* _GOAL_:
Copy the material line for line, starting at its beginning and ending at the line containing "x=370 y=158", with that line included. Leave the pictures out of your copy.

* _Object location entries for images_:
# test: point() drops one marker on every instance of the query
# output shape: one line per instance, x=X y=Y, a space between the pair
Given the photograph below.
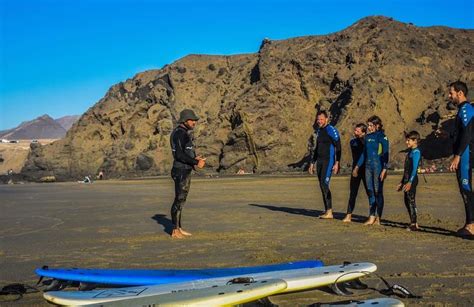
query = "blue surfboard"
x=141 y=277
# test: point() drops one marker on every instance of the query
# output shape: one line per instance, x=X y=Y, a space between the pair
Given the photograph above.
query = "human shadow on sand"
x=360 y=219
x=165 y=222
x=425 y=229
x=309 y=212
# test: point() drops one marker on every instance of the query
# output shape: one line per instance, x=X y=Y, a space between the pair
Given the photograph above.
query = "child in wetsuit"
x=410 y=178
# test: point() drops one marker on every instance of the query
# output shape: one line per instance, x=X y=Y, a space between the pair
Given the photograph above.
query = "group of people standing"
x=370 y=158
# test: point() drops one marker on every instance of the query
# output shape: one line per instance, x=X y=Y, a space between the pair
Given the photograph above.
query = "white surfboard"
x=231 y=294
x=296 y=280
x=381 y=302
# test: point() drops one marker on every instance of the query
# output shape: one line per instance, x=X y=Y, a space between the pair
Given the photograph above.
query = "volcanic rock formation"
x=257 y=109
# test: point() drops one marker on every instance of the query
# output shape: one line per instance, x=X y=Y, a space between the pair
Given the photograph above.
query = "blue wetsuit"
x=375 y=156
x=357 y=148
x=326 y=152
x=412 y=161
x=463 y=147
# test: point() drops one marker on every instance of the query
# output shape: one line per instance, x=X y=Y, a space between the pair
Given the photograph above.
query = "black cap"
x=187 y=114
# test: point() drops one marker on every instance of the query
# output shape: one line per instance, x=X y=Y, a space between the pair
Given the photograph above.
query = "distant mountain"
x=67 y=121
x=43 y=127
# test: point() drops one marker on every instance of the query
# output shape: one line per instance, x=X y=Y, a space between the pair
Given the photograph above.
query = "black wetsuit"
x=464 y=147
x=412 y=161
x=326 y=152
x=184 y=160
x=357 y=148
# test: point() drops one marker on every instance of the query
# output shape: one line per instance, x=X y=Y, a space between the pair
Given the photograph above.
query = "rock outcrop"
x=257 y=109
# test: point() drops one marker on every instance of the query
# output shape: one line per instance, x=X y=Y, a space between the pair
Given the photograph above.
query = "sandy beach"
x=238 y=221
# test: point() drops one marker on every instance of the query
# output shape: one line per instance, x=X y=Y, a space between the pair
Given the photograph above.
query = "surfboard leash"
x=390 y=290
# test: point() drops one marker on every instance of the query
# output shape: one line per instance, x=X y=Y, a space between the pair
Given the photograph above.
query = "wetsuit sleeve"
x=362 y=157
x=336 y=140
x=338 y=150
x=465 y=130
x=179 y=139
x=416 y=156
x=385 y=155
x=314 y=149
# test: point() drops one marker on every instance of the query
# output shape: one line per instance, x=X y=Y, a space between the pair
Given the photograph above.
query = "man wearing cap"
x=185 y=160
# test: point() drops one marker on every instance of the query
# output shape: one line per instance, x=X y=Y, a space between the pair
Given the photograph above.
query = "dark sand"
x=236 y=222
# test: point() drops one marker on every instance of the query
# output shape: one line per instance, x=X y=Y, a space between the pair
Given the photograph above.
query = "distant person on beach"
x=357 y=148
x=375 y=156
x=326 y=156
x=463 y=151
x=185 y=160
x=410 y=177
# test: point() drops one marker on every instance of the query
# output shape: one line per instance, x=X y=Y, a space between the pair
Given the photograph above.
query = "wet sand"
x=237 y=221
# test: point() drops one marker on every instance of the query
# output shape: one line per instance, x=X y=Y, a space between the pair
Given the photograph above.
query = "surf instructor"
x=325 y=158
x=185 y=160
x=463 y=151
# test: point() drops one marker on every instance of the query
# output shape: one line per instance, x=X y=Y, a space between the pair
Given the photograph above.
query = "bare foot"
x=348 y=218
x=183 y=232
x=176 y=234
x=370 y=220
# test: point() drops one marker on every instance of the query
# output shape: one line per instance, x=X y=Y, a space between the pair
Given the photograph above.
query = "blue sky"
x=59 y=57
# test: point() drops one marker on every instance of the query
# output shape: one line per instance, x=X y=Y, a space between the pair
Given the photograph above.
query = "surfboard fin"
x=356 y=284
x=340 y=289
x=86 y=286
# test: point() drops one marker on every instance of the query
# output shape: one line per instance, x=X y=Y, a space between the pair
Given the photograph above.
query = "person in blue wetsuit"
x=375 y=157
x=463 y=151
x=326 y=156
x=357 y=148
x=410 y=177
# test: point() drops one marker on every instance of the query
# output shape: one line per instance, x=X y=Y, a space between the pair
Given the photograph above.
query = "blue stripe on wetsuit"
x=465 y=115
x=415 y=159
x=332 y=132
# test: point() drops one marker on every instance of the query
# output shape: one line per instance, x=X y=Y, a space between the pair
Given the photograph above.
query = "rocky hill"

* _RESPONSE TO THIS TASK_:
# test: point() drops one marker on every instance of the query
# output shape: one line per instance, x=X y=Y, a space between the pair
Given the photograph below.
query = "blue surfboard"
x=141 y=277
# test: point() drops one marker on every instance of the query
# output shape: one line per instance, x=X y=Y, a space between the pair
Given the photograph above.
query = "human shadow on sand"
x=360 y=219
x=165 y=222
x=425 y=229
x=309 y=212
# test: point() drops one marker on every instance of the query
# output shape: one line per instance, x=X y=Y, a space between the pair
Given the photograph above.
query = "child in wetsuit"
x=410 y=178
# test: point() drops one marker on every instance of the query
# output shape: one line per instance, x=X y=Y, a space between the pair
Given the photograph above.
query = "group of people standing"
x=370 y=158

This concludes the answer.